Katz, a Toronto artist, curator, and radio show producer who creates rituals for the LGBT community, helped the man come up with a ritual that incorporated water and salt to symbolize the ocean.

Hebrew priestess and chaplain Orev Reena Katz offered to help a transgender man create a new, personalized ritual to mark his upcoming surgery. (Submitted by Orev Reena Katz)

When it unfolded, the man lit a new candle with the flame of an old one, which he explained represented "a transition from the old body into the new body." He then removed his shirt, put his hand in a bowl of water, and splashed the water on his chest, thanking his body for all it had done for him.

"That ritual became my ocean," he said.

Rituals being 'challenged'

Increasingly, people are looking to put a personal touch on cultural or religious rituals that have been passed down to them, but don't quite jive with their lives, says Sarah Chiddy, a professional celebrant.

"The kind of trust and deference and unquestioned power that used to be accorded to traditional sources of authority, including traditional sources of ritual authority or religious authority, has been challenged," Chiddy said.

Ronald Grimes, a ritual studies scholar and professor emeritus in the department of religion and culture at Wilfrid Laurier University, says "historically, one of the things that ritual has been used for is to keep people in their place."

Rites of passage, for example, were rituals used to "cement" men and women's place in society, he said.

'Historically, one of the things that ritual has been used for is to keep people in their place,' says ritual studies scholar Ronald Grimes. (Submitted by Ronald Grimes)

But more and more, people are using the elements of ritual "subversively," Chiddy says.

For instance, within the LGBT community, people have learned to create their own spaces and rituals.

"A lot of us have amazing cultural traditions, but [they] don't feel quite right for us," Katz explained.

"They don't fit quite right because we don't fit into that. Either they're very binary or they bring up memories for us that are kind of painful, because they're about a time when we weren't out."

Rituals sprout from ordinary tasks

Grimes says many of the mundane tasks we breeze through on a daily basis are considered rituals.

"Saying goodbye, saying hello, shaking hands — those are little tiny rit bits," as Grimes calls them.

He urges people not to think of a ritual as something that can only be achieved through "the mediation of some authority," but something that starts with an ordinary task and is developed into something more complex.

Gigi Banks used to have rituals around drugs, until she said it became unmanageable.

She used to wake up in the morning to use drugs, and then meet up with friends to do it all over again.

"Everything about addiction is a ritual," she said.

Faith Alexandra Marie, left, Sinclair Bletcher-Lowman and Gigi Banks before heading out for the night. They've adopted rituals for partying sober, although that wasn't always the case, according to Banks and Marie. (Submitted by Faith Alexandra Marie)

Faith Alexandra Marie would take alcohol and drugs to get high at parties, too.

Tasks to carry out.
1. Shorten the paragraph of the article that begins "When it unfolded" into a list, keeping its main facts.
2. Swap "mundane" for "everyday" and write out the article from "For instance, within" up to and including "something more complex.".

Dataset entries
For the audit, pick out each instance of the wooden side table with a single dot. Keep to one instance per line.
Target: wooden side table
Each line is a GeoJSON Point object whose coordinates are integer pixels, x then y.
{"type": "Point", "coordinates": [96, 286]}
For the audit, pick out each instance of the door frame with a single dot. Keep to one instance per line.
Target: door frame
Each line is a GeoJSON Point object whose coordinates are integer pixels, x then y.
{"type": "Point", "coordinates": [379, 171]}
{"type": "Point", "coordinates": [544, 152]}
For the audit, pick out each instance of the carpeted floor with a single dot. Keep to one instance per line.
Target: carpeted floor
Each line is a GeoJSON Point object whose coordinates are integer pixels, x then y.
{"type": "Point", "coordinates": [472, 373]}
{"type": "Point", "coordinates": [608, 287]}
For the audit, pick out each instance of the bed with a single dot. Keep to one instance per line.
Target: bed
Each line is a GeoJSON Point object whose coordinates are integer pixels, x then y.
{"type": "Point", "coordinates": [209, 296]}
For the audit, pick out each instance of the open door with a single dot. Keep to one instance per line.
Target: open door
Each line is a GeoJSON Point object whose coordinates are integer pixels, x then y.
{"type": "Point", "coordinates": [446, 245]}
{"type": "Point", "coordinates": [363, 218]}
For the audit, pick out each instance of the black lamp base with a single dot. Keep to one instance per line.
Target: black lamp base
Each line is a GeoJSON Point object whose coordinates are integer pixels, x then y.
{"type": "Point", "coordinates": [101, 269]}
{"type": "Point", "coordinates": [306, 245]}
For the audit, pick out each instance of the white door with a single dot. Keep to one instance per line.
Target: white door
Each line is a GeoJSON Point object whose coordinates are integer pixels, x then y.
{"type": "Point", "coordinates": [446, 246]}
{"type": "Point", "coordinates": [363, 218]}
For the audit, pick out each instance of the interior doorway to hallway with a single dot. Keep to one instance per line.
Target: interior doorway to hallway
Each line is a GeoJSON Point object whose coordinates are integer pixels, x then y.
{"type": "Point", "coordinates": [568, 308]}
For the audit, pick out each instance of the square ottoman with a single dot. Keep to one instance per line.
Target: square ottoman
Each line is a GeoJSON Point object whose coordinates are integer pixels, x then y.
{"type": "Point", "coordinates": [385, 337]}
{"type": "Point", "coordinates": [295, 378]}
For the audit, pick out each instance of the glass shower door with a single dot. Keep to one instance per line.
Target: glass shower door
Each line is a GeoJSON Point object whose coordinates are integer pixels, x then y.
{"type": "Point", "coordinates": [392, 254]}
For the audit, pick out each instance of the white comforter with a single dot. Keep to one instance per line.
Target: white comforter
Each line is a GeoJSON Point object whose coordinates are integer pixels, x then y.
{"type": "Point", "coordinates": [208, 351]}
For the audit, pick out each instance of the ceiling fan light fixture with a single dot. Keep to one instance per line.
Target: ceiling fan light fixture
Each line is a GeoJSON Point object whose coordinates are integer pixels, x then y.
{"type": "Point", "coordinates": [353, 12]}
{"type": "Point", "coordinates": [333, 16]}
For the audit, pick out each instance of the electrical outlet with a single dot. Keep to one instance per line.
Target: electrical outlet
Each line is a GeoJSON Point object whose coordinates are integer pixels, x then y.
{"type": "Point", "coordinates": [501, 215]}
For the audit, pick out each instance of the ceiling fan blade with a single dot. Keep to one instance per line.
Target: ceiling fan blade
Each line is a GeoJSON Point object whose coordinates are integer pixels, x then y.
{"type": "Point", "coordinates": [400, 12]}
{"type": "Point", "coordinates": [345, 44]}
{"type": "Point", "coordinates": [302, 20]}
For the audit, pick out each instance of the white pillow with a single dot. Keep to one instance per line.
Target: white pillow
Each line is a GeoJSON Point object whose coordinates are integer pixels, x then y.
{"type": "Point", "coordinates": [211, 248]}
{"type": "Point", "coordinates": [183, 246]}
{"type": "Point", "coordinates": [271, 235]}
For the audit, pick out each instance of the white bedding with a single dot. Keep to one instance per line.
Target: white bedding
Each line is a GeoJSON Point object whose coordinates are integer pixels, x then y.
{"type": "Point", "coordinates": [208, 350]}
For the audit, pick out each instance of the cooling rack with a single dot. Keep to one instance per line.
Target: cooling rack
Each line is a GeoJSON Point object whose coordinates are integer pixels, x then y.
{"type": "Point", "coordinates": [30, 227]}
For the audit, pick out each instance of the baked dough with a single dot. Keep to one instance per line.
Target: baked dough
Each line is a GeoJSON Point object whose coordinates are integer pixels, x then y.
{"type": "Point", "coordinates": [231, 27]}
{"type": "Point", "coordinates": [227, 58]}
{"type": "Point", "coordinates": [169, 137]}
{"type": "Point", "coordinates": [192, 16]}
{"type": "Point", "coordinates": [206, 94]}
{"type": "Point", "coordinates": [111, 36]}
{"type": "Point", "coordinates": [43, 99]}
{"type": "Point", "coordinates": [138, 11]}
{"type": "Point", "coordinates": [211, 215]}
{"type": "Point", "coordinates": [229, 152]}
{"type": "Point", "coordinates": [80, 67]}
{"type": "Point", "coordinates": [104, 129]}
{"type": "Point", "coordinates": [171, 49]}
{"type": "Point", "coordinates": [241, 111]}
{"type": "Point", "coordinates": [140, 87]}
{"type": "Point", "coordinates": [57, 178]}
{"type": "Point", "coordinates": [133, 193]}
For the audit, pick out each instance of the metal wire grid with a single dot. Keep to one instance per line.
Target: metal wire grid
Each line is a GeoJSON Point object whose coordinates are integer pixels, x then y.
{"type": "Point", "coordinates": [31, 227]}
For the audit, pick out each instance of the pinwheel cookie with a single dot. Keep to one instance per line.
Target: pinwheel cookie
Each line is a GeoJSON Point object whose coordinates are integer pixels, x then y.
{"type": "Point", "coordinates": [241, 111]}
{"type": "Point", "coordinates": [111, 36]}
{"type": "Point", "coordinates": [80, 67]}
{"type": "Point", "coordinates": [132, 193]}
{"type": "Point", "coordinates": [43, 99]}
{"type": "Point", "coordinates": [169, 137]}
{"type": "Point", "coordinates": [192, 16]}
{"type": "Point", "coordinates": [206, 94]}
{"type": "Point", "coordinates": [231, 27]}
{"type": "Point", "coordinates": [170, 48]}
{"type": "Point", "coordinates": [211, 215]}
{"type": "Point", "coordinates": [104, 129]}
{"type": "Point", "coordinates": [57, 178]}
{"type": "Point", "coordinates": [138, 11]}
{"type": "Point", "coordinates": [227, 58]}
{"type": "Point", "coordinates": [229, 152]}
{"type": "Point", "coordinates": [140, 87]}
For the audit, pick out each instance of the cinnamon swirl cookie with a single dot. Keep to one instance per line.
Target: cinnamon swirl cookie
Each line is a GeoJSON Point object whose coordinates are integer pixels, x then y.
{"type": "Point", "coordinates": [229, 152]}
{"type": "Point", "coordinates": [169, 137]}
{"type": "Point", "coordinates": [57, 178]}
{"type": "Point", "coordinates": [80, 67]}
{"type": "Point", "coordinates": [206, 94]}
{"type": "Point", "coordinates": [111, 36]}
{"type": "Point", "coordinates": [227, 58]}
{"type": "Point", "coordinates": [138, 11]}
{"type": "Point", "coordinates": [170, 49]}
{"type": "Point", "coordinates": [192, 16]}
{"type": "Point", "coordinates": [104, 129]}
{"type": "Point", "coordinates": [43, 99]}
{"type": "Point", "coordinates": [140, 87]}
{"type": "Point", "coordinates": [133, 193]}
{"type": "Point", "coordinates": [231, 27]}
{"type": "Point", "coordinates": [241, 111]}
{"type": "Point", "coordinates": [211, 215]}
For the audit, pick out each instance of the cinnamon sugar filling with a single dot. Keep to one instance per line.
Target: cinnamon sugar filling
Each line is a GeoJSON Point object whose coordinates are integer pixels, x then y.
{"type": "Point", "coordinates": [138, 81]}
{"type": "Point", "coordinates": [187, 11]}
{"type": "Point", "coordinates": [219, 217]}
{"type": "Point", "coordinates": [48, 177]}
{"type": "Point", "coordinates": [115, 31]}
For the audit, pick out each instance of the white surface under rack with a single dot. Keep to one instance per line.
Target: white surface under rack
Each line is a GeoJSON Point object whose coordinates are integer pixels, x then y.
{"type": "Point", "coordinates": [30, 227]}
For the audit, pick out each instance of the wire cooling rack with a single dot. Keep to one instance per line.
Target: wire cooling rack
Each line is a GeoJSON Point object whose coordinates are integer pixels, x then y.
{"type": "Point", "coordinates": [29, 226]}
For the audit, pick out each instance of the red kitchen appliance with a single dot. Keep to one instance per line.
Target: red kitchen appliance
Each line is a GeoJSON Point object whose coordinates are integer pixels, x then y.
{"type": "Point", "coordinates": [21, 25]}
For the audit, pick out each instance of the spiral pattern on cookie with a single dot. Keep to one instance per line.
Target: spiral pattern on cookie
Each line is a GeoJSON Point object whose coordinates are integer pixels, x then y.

Answers.
1.
- The man lit a new candle with the flame of an old one, which he said stood for "a transition from the old body into the new body."
- He took off his shirt.
- He put his hand in a bowl of water and splashed the water on his chest.
- He thanked his body for all it had done for him.

2.
For instance, within the LGBT community, people have learned to create their own spaces and rituals.

"A lot of us have amazing cultural traditions, but [they] don't feel quite right for us," Katz explained.

"They don't fit quite right because we don't fit into that. Either they're very binary or they bring up memories for us that are kind of painful, because they're about a time when we weren't out."

Rituals sprout from ordinary tasks

Grimes says many of the everyday tasks we breeze through on a daily basis are considered rituals.

"Saying goodbye, saying hello, shaking hands — those are little tiny rit bits," as Grimes calls them.

He urges people not to think of a ritual as something that can only be achieved through "the mediation of some authority," but something that starts with an ordinary task and is developed into something more complex.